Centamin Egypt Management Discusses Q1 2013 Results (North American Analysts) - Earnings Call Transcript

May.16.13 | About: Centamin PLC (CELTF)

Centamin Egypt Limited (OTCPK:CELTF) Q1 2013 Earnings Call May 15, 2013 9:00 AM ET

Executives

Andy Davidson – Head of Business Development and IR

Andrew Pardey – COO

Pierre Louw – CFO

Analysts

David Haughton – BMO Capital Markets

Toby Peregrine-Jones – Wells Fargo

George Topping – Stifel Nicolaus

Operator

Thank you for standing by, and welcome to the Centamin Quarter One Results Call. At this time, all participants are in a listen-only mode. There will be a question-and-answer session. (Operator Instructions) I’d like to hand the conference over initially to Andy Davidson. Please go ahead.

Andy Davidson

Thanks, Rica. Hello everyone. Thanks for joining us. I am joined with – I am joined by Andrew Pardey, COO, and Pierre Louw, CFO. And I think as per normal form with these updates, we just go straight into a Q&A session. So, I’d just like to throw the line open for questions as we have got many. Thanks.

Question-and-Answer Session

Operator

Wonderful. (Operator Instructions) Your first question comes from David Haughton. Please ask your question.

David Haughton – BMO Capital Markets

Yes, good morning, Andy. Hope things are well over there. I got a question for you in relation to the fuel oil subsidy, and I am just looking for a couple of clarifications here, firstly, that the cash cost of 556 for the quarter is inclusive of tying full price for fuel?

Andrew Pardey

That’s correct, David. Yeah, we since Q4 in the annual results, we are now expensing the prepayments. Sorry, we are treating them as an exceptional item on the P&L.

David Haughton – BMO Capital Markets

And the $700 million per ounce guidance excludes that subsidy as well in the same basis?

Andrew Pardey

In the same basis yeah, we report everything now on the full international fuel price basis in terms of guidance and at unit costs.

Required task A. Write out the passage of the earnings call transcript that opens with the words containing "Thanks, Rica. Hello" and closes with "got many. Thanks.".
Required task B. Check each statement against the earnings call transcript. Answer yes or no and quote the words that decide it: (i) The call was held on May 15, 2013, at 9:00 AM ET. (ii) Pierre Louw is listed as COO. (iii) The first question came from George Topping.

Listed records.
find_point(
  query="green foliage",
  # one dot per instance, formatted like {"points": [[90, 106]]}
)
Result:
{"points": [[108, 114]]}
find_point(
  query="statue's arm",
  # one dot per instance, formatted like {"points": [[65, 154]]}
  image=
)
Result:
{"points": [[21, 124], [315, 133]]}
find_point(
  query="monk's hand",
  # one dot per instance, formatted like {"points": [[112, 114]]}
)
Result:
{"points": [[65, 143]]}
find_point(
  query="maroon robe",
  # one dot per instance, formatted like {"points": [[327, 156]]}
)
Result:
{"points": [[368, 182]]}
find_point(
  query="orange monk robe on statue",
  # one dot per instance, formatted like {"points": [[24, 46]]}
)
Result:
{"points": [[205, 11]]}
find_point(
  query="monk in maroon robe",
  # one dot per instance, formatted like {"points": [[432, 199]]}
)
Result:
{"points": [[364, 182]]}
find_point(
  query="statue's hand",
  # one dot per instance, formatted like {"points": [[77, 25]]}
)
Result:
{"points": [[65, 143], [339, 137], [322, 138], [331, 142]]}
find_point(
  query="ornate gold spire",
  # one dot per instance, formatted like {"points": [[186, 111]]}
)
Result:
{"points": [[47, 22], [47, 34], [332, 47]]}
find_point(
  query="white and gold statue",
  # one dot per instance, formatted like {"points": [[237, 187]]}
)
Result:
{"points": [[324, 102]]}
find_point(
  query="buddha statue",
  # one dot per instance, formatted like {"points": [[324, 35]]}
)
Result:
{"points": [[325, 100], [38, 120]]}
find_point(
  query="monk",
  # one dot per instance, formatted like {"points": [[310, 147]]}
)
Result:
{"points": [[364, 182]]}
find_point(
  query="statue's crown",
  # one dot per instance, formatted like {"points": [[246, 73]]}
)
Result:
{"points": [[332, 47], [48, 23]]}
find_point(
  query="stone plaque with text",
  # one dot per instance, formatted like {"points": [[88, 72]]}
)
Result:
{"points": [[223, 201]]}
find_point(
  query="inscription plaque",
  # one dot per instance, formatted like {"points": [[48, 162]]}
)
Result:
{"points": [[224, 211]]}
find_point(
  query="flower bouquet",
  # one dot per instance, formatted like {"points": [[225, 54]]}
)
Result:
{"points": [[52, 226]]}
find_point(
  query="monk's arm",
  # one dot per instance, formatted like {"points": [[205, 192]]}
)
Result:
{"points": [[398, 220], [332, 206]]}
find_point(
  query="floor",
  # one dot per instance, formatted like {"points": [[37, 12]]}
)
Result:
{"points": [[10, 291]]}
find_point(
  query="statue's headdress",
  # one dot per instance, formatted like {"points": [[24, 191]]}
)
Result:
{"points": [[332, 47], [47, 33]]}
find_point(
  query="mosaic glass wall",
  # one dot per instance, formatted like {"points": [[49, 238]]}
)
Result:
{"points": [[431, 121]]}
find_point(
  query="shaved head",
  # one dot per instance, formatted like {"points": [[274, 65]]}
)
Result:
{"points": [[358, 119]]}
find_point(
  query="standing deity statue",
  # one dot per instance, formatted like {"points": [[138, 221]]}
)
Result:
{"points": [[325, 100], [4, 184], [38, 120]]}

Reply A.
Thanks, Rica. Hello everyone. Thanks for joining us. I am joined with – I am joined by Andrew Pardey, COO, and Pierre Louw, CFO. And I think as per normal form with these updates, we just go straight into a Q&A session. So, I’d just like to throw the line open for questions as we have got many. Thanks.

Reply B.
(i) Yes: "Q1 2013 Earnings Call May 15, 2013 9:00 AM ET"
(ii) No: "Pierre Louw – CFO"
(iii) No: "Your first question comes from David Haughton."